TEKS YANG DITAMPILKAN:
══════

Selamat Datang di Hikayat Atah Roy. Senyum Adalah Keikhlasan yang Tak Terucap

Jumat, 29 April 2011

Teater dan Teknologi; Merekonstruksi Tubuh Teater Riau Yang Renta

Berbicara sejarah teater, maka sama saja kita bicara tentang sejarah manusia. Manusia pertama yang diciptakan oleh Sang Maha Sutradara, sekaligus Sang Maha Penulis, telah ‘memerankan’ perannya sebagai manusia yang berhadapan dengan konflik-konflik diri. Adam tidak kuat ‘bermonolog’ sehingga Sang Maha Sutradara, sekaligus Sang Maha Penulis menambah tokoh lain, yaitu Hawa. Kehadiran Hawa, menandakan konflik mulai dibangun, dan klimaksnya, tokoh antagonis bernama Iblis, dapat membujuk Adam dan Hawa terjerumus dalam permasalahan yang lebih rumit, sehingga dilemparkan ke dunia ini. Di dunia ini, cerita yang diperanan Adam dan Hawa, terus berlanjut sampai akhir ayatnya. Babak berikutnya, cerita diperankan oleh anak, cucu, cicit dan entah apalagi sebutannya, dari keturunan Adam dan Hawa.

══════

BARIS DATA:
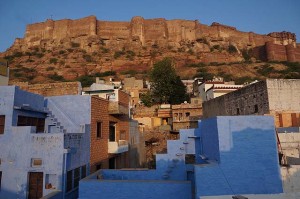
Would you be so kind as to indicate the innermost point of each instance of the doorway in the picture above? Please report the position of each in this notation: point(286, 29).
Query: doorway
point(35, 185)
point(112, 131)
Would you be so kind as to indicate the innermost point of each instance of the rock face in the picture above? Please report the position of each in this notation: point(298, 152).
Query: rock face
point(71, 48)
point(140, 32)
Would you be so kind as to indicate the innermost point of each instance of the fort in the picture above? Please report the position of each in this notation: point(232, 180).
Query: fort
point(89, 33)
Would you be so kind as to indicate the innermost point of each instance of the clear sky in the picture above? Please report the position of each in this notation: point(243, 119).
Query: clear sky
point(260, 16)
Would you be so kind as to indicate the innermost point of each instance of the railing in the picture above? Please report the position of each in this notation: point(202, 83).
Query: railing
point(118, 147)
point(116, 108)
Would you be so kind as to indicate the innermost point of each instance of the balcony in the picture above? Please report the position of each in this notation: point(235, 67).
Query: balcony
point(118, 147)
point(115, 108)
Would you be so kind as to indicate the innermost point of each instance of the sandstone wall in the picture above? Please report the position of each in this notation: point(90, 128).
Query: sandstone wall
point(276, 52)
point(60, 29)
point(150, 31)
point(52, 89)
point(113, 30)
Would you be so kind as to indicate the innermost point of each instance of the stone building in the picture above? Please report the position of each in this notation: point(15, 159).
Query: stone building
point(135, 88)
point(121, 127)
point(48, 144)
point(213, 160)
point(186, 115)
point(277, 97)
point(214, 88)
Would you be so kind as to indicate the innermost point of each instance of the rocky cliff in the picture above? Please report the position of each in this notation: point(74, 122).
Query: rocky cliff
point(71, 48)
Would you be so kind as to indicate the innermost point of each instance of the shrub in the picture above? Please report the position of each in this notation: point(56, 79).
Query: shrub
point(87, 58)
point(246, 55)
point(266, 70)
point(86, 80)
point(49, 68)
point(56, 77)
point(104, 50)
point(75, 45)
point(39, 55)
point(118, 54)
point(62, 52)
point(53, 61)
point(105, 74)
point(232, 49)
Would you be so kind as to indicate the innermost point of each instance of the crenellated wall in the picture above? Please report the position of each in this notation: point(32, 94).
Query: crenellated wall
point(148, 32)
point(276, 52)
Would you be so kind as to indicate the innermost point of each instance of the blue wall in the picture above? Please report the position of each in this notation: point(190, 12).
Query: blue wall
point(248, 162)
point(19, 144)
point(95, 189)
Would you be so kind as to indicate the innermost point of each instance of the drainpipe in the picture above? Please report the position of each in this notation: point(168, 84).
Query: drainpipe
point(64, 173)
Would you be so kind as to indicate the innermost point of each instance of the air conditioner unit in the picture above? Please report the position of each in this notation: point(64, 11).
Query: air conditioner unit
point(36, 162)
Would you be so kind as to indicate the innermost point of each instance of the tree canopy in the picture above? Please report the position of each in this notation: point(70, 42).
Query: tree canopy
point(166, 85)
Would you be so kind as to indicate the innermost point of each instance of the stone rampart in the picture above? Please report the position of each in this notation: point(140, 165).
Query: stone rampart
point(52, 89)
point(148, 32)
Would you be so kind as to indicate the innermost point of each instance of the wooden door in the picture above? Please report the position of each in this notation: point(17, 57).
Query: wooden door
point(35, 185)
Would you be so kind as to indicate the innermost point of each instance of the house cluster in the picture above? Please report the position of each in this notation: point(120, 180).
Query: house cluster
point(48, 144)
point(246, 146)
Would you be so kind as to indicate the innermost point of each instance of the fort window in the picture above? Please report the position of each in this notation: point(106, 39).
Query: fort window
point(2, 124)
point(237, 111)
point(83, 171)
point(180, 116)
point(175, 116)
point(0, 179)
point(99, 129)
point(39, 123)
point(122, 135)
point(98, 166)
point(190, 159)
point(255, 108)
point(69, 180)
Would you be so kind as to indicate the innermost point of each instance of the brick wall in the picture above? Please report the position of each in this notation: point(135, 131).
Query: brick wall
point(277, 52)
point(99, 146)
point(51, 89)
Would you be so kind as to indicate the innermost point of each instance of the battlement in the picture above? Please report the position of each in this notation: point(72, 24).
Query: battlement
point(146, 32)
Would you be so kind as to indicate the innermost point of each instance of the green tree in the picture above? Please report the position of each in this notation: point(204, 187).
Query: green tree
point(166, 86)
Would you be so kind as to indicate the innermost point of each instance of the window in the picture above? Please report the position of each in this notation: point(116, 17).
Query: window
point(237, 111)
point(255, 108)
point(39, 123)
point(83, 171)
point(99, 129)
point(122, 135)
point(2, 124)
point(76, 177)
point(98, 166)
point(69, 180)
point(36, 162)
point(0, 179)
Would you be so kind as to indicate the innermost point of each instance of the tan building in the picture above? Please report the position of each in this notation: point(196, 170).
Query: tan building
point(214, 88)
point(135, 88)
point(4, 73)
point(277, 97)
point(186, 115)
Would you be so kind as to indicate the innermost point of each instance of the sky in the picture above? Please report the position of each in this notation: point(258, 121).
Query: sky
point(259, 16)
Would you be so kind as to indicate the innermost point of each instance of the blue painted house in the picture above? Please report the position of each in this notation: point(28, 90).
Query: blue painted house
point(223, 156)
point(44, 144)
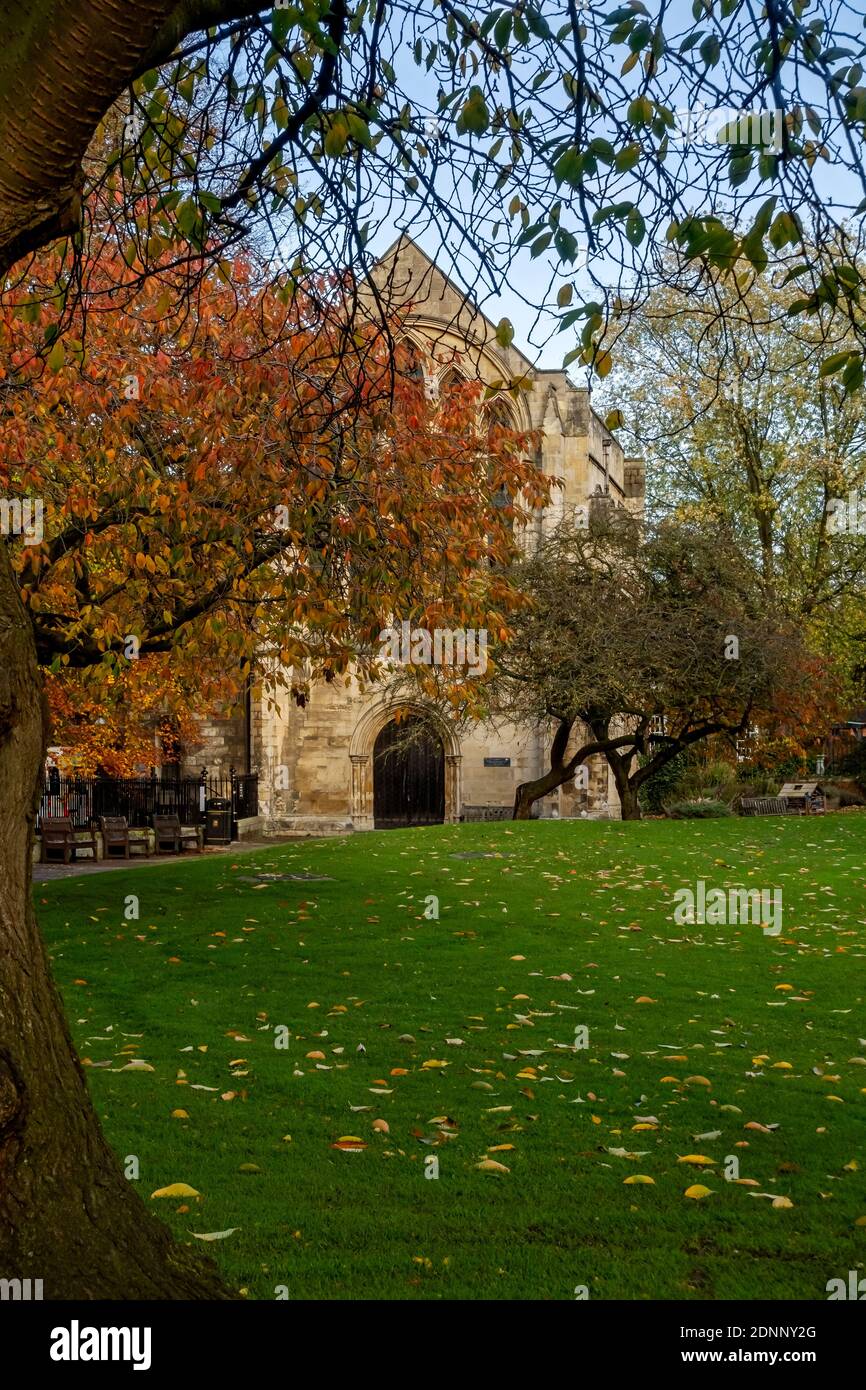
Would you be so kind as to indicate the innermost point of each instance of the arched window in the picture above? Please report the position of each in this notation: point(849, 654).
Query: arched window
point(498, 416)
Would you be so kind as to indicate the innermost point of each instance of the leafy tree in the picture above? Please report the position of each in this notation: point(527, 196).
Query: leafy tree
point(309, 127)
point(241, 480)
point(640, 644)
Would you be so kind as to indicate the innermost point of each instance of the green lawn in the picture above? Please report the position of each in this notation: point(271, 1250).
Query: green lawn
point(553, 926)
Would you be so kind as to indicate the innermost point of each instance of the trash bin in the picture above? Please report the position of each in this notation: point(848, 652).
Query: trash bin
point(218, 822)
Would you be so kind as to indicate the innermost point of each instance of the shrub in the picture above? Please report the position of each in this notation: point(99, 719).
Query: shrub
point(698, 809)
point(663, 784)
point(850, 795)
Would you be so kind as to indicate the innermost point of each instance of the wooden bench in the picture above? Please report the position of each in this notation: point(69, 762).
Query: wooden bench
point(117, 836)
point(170, 831)
point(60, 836)
point(763, 806)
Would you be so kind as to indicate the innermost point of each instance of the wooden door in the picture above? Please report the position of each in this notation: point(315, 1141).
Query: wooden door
point(407, 776)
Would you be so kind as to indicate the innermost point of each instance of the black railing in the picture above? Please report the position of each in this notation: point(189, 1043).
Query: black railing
point(84, 799)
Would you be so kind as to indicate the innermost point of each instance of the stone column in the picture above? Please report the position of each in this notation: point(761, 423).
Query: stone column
point(453, 787)
point(362, 791)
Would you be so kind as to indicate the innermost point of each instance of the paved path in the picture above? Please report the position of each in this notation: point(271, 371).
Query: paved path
point(49, 873)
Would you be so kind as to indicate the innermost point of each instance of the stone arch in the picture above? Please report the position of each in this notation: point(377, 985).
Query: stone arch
point(360, 754)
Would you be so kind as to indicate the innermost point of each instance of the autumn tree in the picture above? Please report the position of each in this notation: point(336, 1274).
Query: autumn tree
point(741, 428)
point(248, 478)
point(506, 131)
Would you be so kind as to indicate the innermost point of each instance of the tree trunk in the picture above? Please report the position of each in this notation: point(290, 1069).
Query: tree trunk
point(628, 792)
point(530, 792)
point(67, 1214)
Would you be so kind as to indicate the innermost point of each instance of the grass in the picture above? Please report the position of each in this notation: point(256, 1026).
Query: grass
point(552, 926)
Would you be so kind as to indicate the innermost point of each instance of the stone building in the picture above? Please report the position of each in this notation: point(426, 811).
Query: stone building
point(323, 767)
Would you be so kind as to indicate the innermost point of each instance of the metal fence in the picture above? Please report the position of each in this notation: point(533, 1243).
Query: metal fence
point(84, 799)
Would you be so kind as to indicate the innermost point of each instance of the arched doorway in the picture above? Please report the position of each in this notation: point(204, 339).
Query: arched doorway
point(407, 774)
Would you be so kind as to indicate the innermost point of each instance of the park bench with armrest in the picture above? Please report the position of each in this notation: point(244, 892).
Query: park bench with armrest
point(170, 831)
point(118, 836)
point(60, 836)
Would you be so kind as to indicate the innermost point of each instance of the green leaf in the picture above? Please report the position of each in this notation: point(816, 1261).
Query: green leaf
point(635, 227)
point(831, 364)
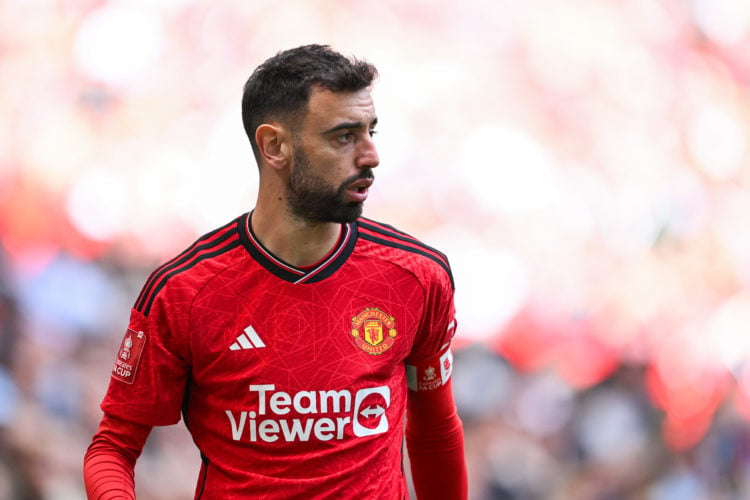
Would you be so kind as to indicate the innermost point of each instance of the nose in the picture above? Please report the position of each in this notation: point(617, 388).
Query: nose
point(368, 154)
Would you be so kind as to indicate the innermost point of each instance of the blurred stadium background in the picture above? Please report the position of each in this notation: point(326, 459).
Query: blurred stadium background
point(584, 163)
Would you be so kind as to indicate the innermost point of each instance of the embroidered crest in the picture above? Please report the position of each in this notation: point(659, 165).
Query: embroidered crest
point(129, 356)
point(373, 330)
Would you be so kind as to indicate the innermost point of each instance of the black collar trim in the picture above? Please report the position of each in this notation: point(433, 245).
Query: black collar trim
point(294, 274)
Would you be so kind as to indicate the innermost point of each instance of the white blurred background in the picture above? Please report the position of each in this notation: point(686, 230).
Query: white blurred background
point(584, 163)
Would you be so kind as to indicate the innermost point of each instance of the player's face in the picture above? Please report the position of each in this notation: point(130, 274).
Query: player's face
point(334, 157)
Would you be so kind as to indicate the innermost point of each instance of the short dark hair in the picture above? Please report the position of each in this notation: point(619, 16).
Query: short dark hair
point(280, 87)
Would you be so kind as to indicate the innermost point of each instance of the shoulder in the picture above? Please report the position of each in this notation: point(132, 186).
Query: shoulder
point(405, 250)
point(193, 267)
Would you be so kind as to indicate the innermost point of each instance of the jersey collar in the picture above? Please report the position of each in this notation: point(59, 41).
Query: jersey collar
point(294, 274)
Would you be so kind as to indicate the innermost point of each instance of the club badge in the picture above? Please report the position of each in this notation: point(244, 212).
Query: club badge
point(129, 356)
point(373, 330)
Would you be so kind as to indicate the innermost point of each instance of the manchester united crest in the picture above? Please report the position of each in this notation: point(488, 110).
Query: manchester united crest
point(373, 330)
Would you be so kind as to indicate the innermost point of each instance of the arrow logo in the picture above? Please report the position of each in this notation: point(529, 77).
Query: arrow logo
point(372, 412)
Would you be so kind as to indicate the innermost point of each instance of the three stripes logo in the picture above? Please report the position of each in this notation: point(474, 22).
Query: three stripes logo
point(248, 339)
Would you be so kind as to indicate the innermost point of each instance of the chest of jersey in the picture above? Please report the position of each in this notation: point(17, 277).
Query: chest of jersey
point(289, 362)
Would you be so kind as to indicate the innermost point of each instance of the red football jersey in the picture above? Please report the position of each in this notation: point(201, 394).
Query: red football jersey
point(292, 382)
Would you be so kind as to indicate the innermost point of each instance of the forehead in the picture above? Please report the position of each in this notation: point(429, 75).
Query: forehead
point(326, 108)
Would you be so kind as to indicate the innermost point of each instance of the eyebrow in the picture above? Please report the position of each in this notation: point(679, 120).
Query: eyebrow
point(350, 125)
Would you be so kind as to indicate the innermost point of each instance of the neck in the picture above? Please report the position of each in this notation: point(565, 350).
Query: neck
point(300, 243)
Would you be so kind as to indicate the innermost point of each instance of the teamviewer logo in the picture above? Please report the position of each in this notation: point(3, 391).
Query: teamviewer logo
point(369, 411)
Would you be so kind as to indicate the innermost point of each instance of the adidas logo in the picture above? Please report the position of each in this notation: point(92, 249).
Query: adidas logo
point(247, 340)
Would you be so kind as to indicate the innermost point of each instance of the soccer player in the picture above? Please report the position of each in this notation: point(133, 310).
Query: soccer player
point(297, 339)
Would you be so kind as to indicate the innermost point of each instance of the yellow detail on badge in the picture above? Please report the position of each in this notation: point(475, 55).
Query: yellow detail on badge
point(373, 330)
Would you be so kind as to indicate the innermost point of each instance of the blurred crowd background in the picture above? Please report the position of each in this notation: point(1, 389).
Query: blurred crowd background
point(584, 163)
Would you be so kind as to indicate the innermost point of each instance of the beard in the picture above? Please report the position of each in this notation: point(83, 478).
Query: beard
point(311, 198)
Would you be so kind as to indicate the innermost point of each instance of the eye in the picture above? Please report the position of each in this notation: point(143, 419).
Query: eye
point(345, 137)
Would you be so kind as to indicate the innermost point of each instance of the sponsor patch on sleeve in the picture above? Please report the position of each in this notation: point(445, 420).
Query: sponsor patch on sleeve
point(430, 374)
point(129, 356)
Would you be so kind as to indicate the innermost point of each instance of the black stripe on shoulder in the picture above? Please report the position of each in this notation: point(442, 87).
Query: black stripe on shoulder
point(209, 240)
point(177, 270)
point(392, 232)
point(201, 244)
point(393, 244)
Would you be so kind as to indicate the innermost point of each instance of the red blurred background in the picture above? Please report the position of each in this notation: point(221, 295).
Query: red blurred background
point(584, 163)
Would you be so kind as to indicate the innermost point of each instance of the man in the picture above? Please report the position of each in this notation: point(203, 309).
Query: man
point(287, 338)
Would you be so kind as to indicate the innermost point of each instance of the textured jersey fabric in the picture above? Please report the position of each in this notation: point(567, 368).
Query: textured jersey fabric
point(292, 382)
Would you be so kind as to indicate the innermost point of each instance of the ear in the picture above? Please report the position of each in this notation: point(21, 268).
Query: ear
point(274, 143)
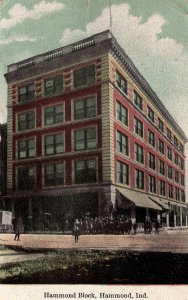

══════

Sambung tulisan tentang teater dan teknologi di atas, dimulai tepat setelah kalimat terakhirnya.

Melalui inbox facebook, Atah Roy teman saya di Teluk Belitung, Kecamatam Merbau, Kabupaten Meranti, mengirim pesan kepada saya, tentang kekhawatirannya terhadap perkembangan teater di Riau. Atah Roy menulis; Aku tak habis pikir, pertunjukan teater di Riau terasa minim. Bukan itu saja, keberadaan teater Riau seperti berjarak dengan masyarakat. Teater Riau mengeksklusifkan diri. Pementasan Teater di Riau hanya ditonton oleh segelintir orang, itu pun dari kalangan masyarakat teater, bahkan orang yang katanya hidup di dunia teater, tak pernah mau menyaksikan pementasan teater. Ironis ya?

Pada alinea berikutnya, Atah Roy menuliskan solusi yang harus dilakukan oleh pekerja teater di Riau. Kata Atah Roy dalam tulisannya; Di tengah perkembangan zaman yang serba berbau teknologi ini, apakah pekerja teater berdiam diri dan menjaga jarak dari teknologi? Seharusnya perkembangan teknologi menjadi patner pekerja teater menuangkan gagasan mereka. Saya pernah melihat dua gadis belia memanfaatkan teknologi internet dengan memanfaatkan jejaring sosial youtube. Pada awalnya dua gadis belia itu iseng menyanyikan lagu Keong Racun, namun kemudian lagu tersebut dibicarakan seluruh negeri ini. Tak plak lagi, kedua gadis tersebut tiba-tiba menjadi buah bibir manusia yang mendiami negeri kita tercinta ini.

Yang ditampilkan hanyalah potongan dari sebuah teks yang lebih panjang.